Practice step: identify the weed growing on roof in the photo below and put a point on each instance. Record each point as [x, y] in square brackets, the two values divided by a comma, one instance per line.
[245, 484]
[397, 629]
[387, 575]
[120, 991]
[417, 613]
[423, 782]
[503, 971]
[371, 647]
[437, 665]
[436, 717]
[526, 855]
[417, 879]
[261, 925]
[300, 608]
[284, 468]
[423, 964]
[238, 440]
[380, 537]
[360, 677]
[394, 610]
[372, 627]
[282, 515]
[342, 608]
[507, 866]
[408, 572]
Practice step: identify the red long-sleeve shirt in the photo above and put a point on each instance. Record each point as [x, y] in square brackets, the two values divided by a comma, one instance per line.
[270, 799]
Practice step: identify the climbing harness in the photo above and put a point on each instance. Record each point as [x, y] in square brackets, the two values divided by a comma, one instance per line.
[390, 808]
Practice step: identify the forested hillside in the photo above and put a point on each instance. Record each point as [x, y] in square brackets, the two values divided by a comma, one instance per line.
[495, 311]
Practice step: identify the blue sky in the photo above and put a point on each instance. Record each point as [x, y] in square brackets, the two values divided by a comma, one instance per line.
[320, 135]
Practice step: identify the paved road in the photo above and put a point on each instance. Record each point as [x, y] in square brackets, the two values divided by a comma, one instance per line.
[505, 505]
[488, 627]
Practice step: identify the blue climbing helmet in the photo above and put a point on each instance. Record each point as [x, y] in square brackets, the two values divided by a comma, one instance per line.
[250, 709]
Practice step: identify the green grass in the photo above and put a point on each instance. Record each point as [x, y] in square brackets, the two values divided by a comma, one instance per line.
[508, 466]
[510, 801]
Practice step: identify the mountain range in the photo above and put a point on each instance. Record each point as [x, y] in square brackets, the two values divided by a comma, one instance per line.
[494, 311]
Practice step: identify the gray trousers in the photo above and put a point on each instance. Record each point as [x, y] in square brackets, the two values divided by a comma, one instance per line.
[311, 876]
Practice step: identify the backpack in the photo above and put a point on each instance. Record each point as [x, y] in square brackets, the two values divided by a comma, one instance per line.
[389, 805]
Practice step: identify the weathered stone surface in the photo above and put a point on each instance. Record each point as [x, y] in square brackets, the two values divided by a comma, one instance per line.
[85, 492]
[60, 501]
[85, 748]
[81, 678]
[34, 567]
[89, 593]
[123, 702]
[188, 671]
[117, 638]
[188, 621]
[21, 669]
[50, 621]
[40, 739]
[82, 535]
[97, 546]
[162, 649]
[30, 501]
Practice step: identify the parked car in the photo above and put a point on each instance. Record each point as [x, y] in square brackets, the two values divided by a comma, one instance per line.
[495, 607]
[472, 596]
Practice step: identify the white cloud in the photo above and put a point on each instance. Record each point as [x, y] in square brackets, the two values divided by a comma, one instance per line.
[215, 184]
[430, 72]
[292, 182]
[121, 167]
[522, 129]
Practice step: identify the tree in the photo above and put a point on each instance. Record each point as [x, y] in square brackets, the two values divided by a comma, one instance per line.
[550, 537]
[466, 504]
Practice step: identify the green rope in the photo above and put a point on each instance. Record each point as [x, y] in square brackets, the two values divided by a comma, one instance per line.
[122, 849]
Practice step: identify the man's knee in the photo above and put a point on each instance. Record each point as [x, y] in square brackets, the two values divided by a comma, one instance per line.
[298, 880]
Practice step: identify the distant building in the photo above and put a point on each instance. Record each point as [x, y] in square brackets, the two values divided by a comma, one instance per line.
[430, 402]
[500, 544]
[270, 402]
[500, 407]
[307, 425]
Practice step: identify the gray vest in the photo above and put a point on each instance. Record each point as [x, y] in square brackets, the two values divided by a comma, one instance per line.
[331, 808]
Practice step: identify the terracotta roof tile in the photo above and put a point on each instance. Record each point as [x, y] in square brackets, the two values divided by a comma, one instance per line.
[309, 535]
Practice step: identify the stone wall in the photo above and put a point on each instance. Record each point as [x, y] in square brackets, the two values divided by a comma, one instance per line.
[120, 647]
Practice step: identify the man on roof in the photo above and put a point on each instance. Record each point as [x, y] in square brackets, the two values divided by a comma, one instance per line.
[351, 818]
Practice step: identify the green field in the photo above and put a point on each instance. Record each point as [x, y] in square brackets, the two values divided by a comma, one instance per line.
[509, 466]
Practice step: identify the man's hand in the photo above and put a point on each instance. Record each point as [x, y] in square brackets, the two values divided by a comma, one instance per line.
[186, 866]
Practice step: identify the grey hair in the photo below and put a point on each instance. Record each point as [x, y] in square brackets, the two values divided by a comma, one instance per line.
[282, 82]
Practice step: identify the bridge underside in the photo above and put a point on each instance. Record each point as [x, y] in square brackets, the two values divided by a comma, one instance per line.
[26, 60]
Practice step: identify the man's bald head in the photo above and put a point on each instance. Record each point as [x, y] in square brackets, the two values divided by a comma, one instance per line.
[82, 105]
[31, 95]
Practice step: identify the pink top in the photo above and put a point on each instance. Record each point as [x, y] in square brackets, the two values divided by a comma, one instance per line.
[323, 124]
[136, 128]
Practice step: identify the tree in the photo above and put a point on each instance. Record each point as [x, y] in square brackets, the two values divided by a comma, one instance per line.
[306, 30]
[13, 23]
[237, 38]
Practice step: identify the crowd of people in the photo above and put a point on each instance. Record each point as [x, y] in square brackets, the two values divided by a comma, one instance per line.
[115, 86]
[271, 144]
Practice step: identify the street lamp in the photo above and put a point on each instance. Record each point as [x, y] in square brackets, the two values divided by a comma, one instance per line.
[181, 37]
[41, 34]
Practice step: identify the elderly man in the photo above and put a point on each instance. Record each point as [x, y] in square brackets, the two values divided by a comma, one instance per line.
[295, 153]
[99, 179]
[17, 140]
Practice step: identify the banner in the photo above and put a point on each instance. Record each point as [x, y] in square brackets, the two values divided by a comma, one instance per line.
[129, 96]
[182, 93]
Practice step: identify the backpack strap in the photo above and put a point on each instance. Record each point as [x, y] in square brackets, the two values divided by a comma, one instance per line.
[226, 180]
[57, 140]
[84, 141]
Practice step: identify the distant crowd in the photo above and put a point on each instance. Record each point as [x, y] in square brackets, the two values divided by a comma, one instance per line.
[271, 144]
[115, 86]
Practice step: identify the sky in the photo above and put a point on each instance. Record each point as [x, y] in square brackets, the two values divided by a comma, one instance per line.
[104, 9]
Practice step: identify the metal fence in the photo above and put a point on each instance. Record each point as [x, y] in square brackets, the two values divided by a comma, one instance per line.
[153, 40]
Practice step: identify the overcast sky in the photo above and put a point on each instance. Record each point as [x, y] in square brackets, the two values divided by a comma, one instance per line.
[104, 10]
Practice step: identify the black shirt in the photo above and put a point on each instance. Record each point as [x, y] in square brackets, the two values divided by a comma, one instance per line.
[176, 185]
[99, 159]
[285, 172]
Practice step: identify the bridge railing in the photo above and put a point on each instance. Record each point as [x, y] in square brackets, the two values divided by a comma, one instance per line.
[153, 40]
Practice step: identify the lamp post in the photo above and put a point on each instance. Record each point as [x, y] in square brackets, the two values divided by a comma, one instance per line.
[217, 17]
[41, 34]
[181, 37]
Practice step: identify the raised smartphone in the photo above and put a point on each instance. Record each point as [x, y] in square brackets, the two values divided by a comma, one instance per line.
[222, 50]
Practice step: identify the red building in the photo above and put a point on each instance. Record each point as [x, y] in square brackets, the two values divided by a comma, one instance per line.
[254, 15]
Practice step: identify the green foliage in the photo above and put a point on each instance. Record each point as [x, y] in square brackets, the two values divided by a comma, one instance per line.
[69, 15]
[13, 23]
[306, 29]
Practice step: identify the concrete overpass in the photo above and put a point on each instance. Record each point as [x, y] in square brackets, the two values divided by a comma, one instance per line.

********

Copy only the stretch running from the line containing "Practice step: identify the metal" to the final line of the entries, both ends included, exactly as it stands.

» **RESULT FOR THIS EXERCISE**:
Practice step: identify the metal fence in the photo above and put a point on each instance. Record each point as [x, y] in square brackets, the two values divided by a comma, one instance per line.
[153, 40]
Practice step: identify the overcast sky in the photo above and put a point on each instance. Record each point as [x, y] in square brackets, the two values divided by a comma, one instance per line.
[104, 10]
Practice step: identify the black shirt in the photo above and put a point on each instance. Record each point as [x, y] in square brackets, the two values divided by a comma, one instance per line.
[176, 185]
[99, 159]
[285, 172]
Practice step: identify the bridge railing in the photo above and put a point on each instance. Record each point as [x, y] in square brackets, the two values divided by a comma, one instance per line.
[153, 40]
Practice step: identify the lamp post in the photo above and put a point on each instance. Record each point as [x, y] in square brackets, the two values divided by a comma, one instance per line.
[217, 17]
[41, 34]
[181, 37]
Practice step: identify the raised smartphone in the photo above and put a point on each instance. Record each point as [x, y] in square brackets, the two values divided by a comma, one instance per line.
[222, 50]
Practice step: identify the red building in the photo above and put a point on each instance. Record each point as [x, y] in square brackets, the two values divided by a comma, one instance per line.
[254, 15]
Practice step: identify the green foliage in the photo above and put a point on each instance. Record each point as [x, y] in square brackets, the two values divided by a comma, one instance per line.
[69, 15]
[13, 23]
[306, 29]
Practice step: identify the concrete overpass in the photo above and put a point on each instance. Record each point as [x, y] in square brackets, the two values divided by a comma, one instance per line.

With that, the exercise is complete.